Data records
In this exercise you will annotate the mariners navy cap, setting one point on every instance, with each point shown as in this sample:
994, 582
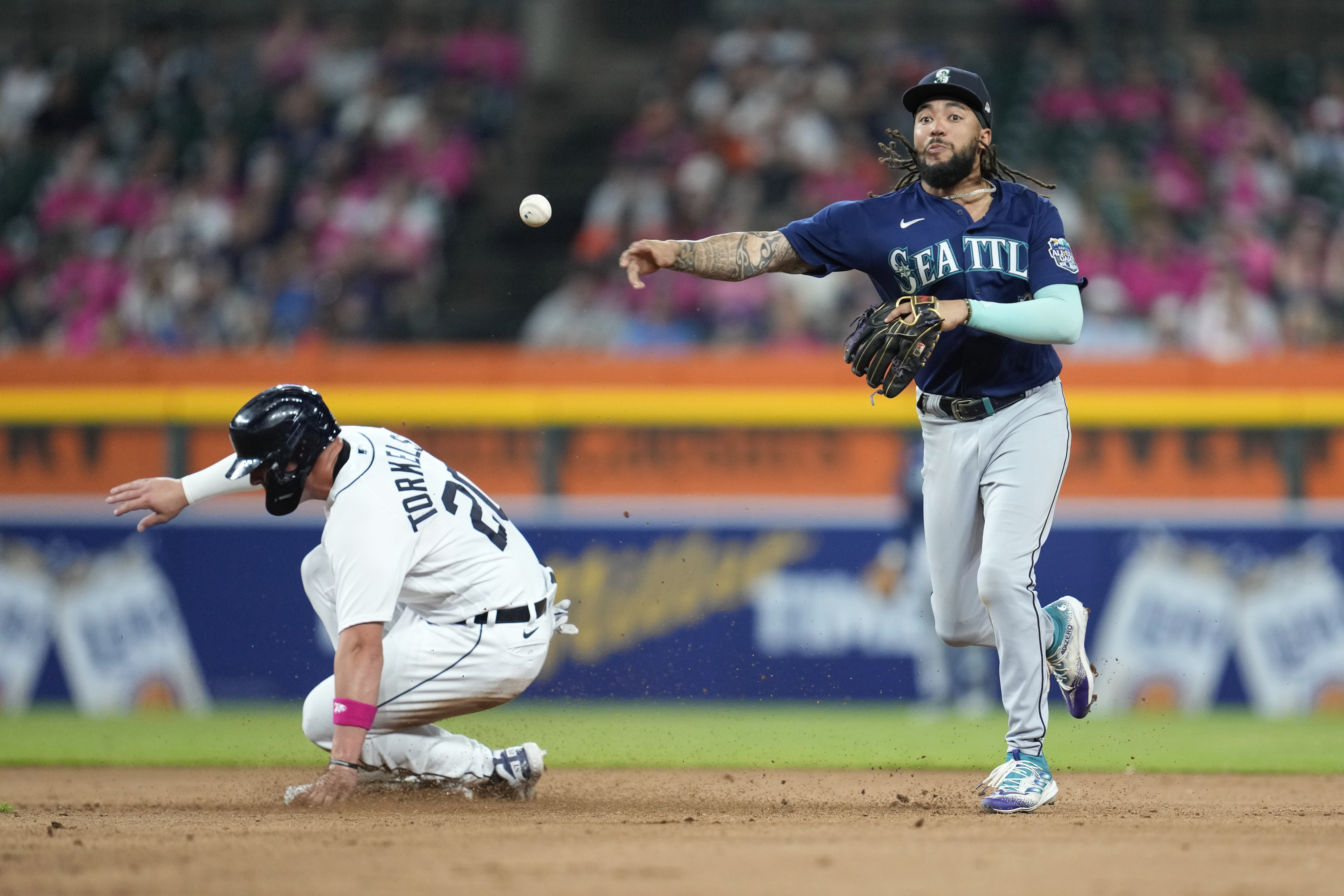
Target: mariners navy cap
952, 84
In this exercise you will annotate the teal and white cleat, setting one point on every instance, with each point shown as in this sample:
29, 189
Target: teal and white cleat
518, 769
1023, 784
1069, 661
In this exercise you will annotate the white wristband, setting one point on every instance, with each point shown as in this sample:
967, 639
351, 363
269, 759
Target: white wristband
213, 480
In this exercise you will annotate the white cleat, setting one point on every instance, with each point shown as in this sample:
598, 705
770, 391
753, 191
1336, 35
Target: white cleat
1076, 674
292, 793
519, 769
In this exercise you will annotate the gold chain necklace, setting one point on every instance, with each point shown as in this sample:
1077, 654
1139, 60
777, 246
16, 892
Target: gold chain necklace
974, 193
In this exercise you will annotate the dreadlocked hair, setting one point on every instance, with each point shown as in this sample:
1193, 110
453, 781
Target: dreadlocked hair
990, 164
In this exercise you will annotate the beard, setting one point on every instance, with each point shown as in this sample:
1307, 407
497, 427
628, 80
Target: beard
945, 175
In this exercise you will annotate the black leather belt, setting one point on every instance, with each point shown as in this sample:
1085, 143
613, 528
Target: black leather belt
967, 410
513, 614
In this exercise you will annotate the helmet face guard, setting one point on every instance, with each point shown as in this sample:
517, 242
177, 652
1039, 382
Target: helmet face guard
281, 432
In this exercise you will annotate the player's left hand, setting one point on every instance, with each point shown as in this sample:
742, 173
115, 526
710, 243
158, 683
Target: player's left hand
335, 785
953, 311
163, 496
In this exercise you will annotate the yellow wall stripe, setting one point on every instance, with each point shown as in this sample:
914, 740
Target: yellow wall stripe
749, 408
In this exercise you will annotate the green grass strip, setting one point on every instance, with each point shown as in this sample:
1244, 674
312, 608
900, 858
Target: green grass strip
707, 735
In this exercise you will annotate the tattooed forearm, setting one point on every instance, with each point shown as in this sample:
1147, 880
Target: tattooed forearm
740, 256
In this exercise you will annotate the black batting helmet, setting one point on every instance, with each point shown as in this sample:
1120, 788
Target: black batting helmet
281, 426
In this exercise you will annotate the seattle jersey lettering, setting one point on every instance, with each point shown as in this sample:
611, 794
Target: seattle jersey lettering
983, 253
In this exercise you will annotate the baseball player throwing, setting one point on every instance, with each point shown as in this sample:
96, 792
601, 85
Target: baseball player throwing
436, 602
962, 245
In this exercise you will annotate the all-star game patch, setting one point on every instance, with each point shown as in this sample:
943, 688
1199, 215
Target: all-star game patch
1062, 255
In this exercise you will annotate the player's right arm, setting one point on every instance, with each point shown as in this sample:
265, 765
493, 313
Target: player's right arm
166, 498
725, 257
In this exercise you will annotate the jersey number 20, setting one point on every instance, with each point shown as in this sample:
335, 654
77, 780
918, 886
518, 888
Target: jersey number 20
460, 484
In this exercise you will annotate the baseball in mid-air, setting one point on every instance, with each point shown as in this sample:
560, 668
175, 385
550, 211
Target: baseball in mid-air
536, 210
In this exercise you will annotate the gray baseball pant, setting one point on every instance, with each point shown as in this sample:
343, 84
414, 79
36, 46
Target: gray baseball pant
990, 498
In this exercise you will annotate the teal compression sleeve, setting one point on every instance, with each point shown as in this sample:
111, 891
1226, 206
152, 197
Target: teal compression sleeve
1054, 315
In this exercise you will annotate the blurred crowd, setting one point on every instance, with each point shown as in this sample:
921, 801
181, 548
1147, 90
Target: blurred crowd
1206, 218
242, 189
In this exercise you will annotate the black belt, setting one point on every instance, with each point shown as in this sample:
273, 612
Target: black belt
513, 614
967, 410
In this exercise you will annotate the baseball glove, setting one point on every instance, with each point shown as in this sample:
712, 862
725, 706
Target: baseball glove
890, 355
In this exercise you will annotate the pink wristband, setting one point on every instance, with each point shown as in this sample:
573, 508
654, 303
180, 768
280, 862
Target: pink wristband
354, 714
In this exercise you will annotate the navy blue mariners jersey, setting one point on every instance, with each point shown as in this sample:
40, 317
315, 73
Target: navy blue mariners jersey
913, 244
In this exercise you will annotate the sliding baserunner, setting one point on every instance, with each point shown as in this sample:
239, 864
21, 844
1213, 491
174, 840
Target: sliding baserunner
435, 601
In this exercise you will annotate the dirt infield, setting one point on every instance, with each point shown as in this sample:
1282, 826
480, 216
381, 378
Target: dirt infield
214, 831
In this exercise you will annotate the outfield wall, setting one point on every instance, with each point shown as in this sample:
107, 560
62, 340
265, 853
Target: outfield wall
1193, 604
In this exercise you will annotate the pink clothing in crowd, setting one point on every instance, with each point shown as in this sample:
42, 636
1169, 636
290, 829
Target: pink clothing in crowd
447, 168
1135, 104
138, 205
1146, 280
73, 203
85, 291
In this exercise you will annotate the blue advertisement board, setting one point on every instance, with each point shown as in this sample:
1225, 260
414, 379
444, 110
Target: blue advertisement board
752, 612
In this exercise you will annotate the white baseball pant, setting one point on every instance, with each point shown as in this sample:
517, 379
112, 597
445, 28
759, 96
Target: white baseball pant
431, 672
990, 498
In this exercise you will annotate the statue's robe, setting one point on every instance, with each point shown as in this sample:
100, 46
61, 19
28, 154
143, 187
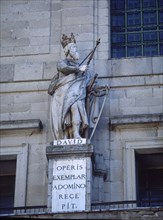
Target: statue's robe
66, 89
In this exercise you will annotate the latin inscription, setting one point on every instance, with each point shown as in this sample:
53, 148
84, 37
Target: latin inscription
69, 185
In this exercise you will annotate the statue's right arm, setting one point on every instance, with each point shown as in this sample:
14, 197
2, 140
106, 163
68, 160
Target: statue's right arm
66, 69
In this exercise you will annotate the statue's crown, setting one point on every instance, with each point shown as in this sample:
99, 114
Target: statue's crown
65, 40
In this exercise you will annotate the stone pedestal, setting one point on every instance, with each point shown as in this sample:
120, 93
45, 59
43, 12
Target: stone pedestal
69, 177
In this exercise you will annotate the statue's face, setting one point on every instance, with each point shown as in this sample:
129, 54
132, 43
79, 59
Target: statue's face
73, 51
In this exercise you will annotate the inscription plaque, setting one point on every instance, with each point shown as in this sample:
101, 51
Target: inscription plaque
69, 185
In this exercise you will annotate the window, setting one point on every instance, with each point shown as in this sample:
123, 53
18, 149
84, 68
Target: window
149, 179
7, 183
136, 28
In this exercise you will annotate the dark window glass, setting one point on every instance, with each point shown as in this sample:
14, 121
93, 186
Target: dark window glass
161, 16
134, 51
118, 20
136, 23
160, 3
149, 3
161, 35
118, 52
150, 36
149, 179
117, 4
161, 49
7, 184
133, 19
133, 37
133, 4
149, 18
118, 38
150, 50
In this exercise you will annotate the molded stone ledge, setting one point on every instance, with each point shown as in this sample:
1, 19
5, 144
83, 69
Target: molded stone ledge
135, 119
61, 151
30, 124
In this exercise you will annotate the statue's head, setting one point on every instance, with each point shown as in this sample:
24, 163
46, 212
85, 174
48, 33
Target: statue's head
69, 46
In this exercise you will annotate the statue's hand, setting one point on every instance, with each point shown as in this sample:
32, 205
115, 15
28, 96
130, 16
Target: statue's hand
83, 68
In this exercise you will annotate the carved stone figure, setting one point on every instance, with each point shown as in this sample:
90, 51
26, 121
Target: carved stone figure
68, 91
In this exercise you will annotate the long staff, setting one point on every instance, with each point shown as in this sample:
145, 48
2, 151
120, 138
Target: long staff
90, 54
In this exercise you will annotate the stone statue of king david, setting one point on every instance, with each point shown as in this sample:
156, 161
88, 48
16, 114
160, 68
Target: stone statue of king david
69, 91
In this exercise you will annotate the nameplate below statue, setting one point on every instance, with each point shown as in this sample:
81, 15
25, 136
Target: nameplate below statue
69, 142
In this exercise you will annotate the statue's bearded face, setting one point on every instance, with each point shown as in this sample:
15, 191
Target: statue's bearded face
71, 50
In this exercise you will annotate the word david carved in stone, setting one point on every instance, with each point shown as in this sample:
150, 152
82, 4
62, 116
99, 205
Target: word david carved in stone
69, 185
70, 142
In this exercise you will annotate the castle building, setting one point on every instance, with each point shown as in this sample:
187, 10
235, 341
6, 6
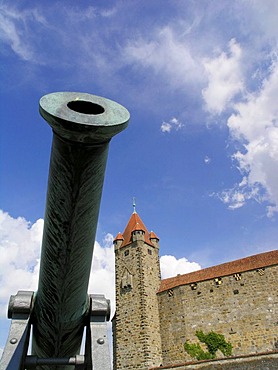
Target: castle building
155, 317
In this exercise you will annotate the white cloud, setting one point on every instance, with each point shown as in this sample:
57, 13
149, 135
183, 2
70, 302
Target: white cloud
173, 123
165, 53
255, 124
171, 266
20, 244
17, 32
19, 256
224, 78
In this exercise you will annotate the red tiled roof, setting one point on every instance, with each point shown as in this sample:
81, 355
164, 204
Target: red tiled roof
119, 237
245, 264
134, 223
153, 235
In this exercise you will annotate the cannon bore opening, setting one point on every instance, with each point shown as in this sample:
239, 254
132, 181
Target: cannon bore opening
85, 107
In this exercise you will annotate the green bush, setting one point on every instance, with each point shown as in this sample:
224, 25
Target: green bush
213, 342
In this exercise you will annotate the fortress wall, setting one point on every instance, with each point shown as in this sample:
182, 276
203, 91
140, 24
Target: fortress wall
244, 308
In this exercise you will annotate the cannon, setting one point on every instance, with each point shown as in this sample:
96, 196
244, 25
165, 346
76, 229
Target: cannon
60, 310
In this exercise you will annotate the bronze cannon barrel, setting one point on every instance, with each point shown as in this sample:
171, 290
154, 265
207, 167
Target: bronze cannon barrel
82, 124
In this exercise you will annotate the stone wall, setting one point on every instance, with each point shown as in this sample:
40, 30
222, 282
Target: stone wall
243, 307
253, 362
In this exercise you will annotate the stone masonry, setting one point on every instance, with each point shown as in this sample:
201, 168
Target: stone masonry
243, 306
136, 334
154, 317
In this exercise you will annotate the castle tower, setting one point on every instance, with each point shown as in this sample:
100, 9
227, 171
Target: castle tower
136, 330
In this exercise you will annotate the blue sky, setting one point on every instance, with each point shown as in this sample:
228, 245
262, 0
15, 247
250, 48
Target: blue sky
200, 79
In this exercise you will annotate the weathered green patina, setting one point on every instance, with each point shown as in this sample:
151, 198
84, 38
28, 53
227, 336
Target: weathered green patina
83, 125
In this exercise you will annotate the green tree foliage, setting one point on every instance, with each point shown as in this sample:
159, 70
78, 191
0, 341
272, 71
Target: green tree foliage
213, 342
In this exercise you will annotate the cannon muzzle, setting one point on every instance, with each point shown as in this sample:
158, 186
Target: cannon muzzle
83, 125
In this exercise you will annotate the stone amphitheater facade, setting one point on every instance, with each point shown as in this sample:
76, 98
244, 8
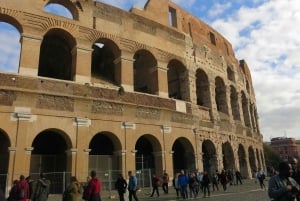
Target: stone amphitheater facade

■ **PROBLEM TO WORK ON**: With pictures omitted, reproduce exactly the lines from the line containing "In this exercise you will annotate the bronze" through the end of the data above.

■ **WORKED SOLUTION**:
In this exercise you will annotate the bronze cannon barrel, setting one point on every instance, with each point shown as in this sample:
171, 290
154, 265
207, 167
Target: bronze cannon barrel
82, 124
In this exercise you will annotate the stone wall, setting one point on every instance, with each point shown as in this sample:
40, 30
222, 282
Target: stone wall
243, 307
253, 362
In this exercise you will annotate the stone masonry, setting one point on every instance, with each point shown as in this sample:
201, 168
Target: stone masonry
243, 306
136, 334
154, 317
In this exercise you will annotate the castle tower, setting one point on every instance, with each point shown as in this sample:
100, 9
227, 171
Target: castle tower
136, 330
In this exercise you will annotate the blue sky, setting one point on every instance, with each point shown as in this sample:
228, 245
262, 0
15, 247
250, 48
Target: blue sky
200, 79
In this exercise you will annotate the weathered green patina, setting one point on every instance, with each point shown as in this sample:
151, 198
84, 38
28, 53
227, 336
Target: weathered green patina
83, 125
In this exercise you will annotate the green tree foliage, setting one point on every instance, with each point shown as in this sample:
159, 70
78, 191
0, 341
272, 71
Target: green tree foliage
213, 342
In this exercise you will annotate the cannon muzzle, setting one point on every instance, with each point shown as in this sample:
158, 186
Target: cannon muzzle
83, 125
In this exercise you will annotate the stone amphitheater facade, setting one point on every instance, with each point shown as in this sample:
76, 98
244, 8
Target: stone amphitheater facade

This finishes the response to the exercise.